The data Block Start

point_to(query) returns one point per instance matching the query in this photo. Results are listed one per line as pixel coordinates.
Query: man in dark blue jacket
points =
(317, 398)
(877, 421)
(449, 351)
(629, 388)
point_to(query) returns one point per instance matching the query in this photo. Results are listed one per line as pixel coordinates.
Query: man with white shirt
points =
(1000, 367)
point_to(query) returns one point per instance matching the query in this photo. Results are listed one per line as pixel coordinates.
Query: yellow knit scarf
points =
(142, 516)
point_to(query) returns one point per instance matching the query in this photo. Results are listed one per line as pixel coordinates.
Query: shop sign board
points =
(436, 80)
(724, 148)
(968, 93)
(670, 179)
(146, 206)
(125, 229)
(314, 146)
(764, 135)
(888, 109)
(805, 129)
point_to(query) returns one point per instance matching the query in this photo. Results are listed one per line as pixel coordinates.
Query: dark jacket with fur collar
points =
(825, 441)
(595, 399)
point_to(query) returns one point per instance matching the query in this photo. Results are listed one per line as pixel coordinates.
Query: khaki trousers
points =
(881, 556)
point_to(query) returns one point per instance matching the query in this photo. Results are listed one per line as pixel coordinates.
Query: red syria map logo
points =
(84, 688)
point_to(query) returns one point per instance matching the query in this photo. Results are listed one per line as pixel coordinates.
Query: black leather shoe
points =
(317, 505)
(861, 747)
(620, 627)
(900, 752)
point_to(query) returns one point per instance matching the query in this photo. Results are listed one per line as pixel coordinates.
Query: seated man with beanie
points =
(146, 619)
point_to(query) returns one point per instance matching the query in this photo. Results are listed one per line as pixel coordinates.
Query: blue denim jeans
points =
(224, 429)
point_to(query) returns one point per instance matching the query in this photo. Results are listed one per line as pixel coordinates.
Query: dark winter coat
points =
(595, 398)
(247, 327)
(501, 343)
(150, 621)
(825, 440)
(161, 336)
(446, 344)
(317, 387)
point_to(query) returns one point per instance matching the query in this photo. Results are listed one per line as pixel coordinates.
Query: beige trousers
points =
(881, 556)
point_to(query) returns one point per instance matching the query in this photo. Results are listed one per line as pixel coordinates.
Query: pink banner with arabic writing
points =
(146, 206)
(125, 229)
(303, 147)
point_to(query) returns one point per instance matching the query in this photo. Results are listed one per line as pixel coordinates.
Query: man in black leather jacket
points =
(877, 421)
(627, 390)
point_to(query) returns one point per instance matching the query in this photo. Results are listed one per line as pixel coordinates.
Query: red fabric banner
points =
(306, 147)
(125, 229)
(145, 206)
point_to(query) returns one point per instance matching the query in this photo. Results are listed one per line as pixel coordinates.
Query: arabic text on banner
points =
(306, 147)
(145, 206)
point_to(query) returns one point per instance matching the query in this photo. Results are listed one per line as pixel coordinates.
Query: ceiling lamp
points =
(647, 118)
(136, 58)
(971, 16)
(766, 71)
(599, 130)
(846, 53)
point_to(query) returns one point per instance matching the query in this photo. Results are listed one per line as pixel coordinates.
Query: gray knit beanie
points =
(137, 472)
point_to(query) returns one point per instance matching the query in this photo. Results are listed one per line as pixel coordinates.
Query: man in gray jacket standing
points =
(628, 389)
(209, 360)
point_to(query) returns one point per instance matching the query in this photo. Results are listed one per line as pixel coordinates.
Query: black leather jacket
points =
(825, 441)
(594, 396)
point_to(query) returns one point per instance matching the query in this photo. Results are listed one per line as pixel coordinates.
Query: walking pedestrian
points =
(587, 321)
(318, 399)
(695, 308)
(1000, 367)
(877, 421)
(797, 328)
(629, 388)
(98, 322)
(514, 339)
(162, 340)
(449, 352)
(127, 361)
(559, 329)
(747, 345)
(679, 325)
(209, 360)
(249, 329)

The data Block End

Go through the entries above and copy every line containing "banner".

■ Response for this exercise
Query: pink banner with arabic writing
Query: red fabric banner
Query: arabic text on banner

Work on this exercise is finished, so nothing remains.